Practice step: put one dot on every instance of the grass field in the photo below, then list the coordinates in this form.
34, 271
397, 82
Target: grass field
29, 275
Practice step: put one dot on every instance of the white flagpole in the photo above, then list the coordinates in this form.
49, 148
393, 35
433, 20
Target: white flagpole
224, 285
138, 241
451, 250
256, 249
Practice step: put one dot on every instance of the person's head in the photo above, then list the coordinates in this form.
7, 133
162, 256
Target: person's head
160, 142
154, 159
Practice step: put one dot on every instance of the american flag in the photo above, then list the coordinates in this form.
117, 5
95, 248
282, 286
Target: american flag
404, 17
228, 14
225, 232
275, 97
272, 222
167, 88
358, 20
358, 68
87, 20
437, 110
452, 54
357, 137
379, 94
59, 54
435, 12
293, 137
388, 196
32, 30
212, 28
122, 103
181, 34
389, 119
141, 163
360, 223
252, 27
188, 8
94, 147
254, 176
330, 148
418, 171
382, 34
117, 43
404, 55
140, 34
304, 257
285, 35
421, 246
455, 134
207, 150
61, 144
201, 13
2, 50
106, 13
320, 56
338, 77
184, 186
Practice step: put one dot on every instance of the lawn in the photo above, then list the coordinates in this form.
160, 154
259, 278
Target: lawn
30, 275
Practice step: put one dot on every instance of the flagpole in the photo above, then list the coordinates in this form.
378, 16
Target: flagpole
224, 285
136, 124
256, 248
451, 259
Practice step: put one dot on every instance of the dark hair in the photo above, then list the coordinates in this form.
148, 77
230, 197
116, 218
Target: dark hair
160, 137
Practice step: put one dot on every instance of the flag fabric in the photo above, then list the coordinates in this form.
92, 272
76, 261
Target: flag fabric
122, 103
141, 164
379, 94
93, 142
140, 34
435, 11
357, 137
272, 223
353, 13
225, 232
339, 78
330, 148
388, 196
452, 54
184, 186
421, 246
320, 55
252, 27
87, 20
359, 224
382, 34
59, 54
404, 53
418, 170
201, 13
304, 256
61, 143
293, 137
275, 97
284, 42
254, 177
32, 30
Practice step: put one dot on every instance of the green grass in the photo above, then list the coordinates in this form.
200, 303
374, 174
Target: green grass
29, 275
==
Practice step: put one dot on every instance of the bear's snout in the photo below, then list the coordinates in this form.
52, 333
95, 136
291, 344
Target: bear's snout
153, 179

▶ **TASK STATEMENT**
Copy every line of the entries in which "step" can be found.

▶ **SOLUTION FOR THIS TASK**
Practice step: put one dot on every instance of the grass field in the photo below, then list the coordinates in this form.
Practice step: put one dot on every instance of the white flagpole in the photo above, then list the coordinates in this form.
Practice step: put one dot on every instance of the person's head in the photo above, then list the coordinates in this form.
Practice step: put one dot on every instance of the american flag in the photo above, then list the coordinates in this form.
Practice step: put one dot on every instance of the lawn in the photo above, then list the coordinates in this form.
Practice step: put one dot on every instance of the flagpole in the photo above, then list the coordinates in this form.
Practice step: put one dot on every instance of the dark hair in the photo above, then list the coordinates in this form.
Practice step: put one dot on every instance of the flag fabric in the photo above, then list the coordinates in this form.
Practice step: put one dot on every instance of the green grass in the photo above, then list the coordinates in this form.
Practice step: put one dot on every instance of the bear's snout in the photo below, then list the coordinates in this form.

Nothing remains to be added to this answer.